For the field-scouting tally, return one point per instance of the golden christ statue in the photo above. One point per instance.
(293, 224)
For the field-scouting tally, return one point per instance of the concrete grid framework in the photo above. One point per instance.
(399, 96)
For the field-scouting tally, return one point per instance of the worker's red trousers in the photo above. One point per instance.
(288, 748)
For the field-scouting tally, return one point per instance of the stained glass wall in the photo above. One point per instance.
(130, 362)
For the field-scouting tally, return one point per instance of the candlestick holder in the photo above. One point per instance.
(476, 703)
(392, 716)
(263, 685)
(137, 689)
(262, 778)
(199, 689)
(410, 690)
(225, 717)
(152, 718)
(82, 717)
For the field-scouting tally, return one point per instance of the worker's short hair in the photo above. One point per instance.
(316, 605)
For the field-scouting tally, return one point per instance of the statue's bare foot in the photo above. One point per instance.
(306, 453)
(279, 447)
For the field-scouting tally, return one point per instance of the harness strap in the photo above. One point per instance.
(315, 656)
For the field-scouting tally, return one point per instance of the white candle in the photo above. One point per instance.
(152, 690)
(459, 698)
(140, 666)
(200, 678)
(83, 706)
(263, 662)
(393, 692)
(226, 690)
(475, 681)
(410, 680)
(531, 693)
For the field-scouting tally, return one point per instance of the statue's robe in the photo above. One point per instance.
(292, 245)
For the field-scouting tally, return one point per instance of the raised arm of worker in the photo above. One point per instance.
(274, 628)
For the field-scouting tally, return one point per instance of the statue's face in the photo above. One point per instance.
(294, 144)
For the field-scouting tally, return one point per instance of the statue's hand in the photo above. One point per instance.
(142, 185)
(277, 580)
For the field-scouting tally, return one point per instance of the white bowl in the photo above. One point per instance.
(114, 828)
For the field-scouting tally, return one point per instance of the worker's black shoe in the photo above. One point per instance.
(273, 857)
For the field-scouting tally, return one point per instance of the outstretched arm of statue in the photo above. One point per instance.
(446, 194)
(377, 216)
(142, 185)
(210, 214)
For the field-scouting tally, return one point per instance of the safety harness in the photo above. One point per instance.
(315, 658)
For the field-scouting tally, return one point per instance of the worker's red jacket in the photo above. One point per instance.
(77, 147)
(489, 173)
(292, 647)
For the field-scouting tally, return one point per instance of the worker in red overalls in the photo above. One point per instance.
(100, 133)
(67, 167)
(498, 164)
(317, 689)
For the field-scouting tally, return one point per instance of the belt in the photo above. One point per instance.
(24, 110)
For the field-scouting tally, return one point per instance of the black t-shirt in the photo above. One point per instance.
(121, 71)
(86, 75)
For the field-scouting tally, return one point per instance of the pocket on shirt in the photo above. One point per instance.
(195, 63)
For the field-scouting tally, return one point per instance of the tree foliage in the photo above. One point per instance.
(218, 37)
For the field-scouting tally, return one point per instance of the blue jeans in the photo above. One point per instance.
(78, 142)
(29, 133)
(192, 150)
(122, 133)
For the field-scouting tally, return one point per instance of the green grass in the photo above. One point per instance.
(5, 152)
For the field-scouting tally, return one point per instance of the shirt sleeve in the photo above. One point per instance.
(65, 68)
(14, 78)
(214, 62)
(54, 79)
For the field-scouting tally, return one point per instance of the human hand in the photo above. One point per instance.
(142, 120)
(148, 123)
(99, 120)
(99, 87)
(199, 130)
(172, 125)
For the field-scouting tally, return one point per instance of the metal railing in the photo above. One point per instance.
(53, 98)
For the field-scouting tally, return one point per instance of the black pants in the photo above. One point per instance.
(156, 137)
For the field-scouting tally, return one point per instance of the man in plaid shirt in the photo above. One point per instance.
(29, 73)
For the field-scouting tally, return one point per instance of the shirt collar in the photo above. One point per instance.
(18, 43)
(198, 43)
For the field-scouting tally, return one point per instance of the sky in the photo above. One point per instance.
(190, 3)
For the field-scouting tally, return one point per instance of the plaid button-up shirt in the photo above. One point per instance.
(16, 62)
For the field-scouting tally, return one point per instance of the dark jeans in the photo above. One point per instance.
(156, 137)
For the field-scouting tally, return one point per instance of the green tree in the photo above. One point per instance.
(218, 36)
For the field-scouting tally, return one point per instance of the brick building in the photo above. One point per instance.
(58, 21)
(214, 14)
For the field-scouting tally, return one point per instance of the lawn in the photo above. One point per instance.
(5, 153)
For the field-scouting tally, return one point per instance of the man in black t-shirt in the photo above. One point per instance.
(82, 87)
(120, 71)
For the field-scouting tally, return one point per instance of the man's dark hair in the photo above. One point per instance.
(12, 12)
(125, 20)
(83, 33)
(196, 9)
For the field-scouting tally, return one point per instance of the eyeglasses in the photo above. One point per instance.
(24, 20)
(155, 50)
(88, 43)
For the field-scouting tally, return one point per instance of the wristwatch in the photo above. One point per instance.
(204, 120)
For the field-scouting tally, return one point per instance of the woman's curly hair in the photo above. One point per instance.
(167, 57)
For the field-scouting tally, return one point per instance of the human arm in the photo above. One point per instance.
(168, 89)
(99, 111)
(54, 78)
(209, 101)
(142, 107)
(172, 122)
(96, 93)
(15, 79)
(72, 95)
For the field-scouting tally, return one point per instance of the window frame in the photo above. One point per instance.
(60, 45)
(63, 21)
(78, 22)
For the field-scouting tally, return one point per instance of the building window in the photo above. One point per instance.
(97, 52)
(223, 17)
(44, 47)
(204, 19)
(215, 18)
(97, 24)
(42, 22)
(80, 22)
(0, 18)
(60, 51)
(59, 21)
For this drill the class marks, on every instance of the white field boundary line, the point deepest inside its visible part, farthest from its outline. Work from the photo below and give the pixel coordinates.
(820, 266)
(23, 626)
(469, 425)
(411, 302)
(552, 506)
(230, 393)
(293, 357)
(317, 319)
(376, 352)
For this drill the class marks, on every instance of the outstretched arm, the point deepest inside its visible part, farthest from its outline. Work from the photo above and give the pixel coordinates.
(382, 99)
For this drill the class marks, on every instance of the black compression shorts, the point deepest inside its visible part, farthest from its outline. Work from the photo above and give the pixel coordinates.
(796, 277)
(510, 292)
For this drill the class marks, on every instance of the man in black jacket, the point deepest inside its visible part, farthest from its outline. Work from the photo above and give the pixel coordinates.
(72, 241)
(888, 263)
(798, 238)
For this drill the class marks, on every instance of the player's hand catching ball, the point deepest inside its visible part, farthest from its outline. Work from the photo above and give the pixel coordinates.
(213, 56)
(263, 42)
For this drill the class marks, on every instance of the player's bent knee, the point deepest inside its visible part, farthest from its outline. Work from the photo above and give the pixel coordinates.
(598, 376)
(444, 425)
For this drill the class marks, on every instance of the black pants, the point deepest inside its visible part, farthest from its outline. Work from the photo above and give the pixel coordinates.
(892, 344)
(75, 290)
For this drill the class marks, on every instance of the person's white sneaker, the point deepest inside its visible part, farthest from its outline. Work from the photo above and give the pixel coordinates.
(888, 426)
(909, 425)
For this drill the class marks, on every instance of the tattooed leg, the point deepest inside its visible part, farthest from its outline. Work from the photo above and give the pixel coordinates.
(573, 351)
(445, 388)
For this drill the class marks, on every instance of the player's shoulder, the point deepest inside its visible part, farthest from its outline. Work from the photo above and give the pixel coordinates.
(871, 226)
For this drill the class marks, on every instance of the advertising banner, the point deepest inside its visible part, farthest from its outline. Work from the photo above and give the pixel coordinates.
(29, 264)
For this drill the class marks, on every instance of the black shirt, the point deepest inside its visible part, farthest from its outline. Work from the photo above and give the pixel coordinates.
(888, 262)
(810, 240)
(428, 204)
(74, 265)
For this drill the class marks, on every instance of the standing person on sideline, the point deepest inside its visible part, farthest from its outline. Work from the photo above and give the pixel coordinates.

** Instructions to follow **
Copy the listing word for word. Begin at the line that contains "black pants, the", include that line, and continue through the final line of the listing.

** Completed task **
For this drill the class marks, on every instance of the black pants, the point deepest inside its visible part, farthest from its outline. Work from the photo above and give the pixel coordinates.
(892, 344)
(75, 290)
For this drill the class marks, on every instance of the person's white sneaker, the point deepest inside its visible part, farthest from its outline. Work from the photo above and give the pixel coordinates.
(888, 426)
(909, 425)
For this drill the class marks, on every instance of the tattooed leg, the point deepest inside its visible part, farthest from its outline. Work from the photo above and give the pixel coordinates.
(573, 351)
(445, 388)
For this drill the class marks, on every instance of the player's shoulder, the point deepest inside its visible part, farthest from its outline. Work from the photo above and give the pixel coordinates.
(871, 226)
For this drill the class marks, on every instance of the advertising banner, the point deepest inside its visible part, farthest from its outline. Work from the photo above and give the pixel coordinates.
(29, 264)
For this drill the class marks, on every instance of the black shirt, the point deepest inside its visible part, farthest from its outline. Work from the photo above and give the pixel coordinates.
(888, 262)
(810, 240)
(428, 204)
(74, 265)
For this drill the class marks, on every instance of the standing person on sideline, the point deepest inside its visible part, farthest from its outline. Work from the photo above and give the pixel coordinates.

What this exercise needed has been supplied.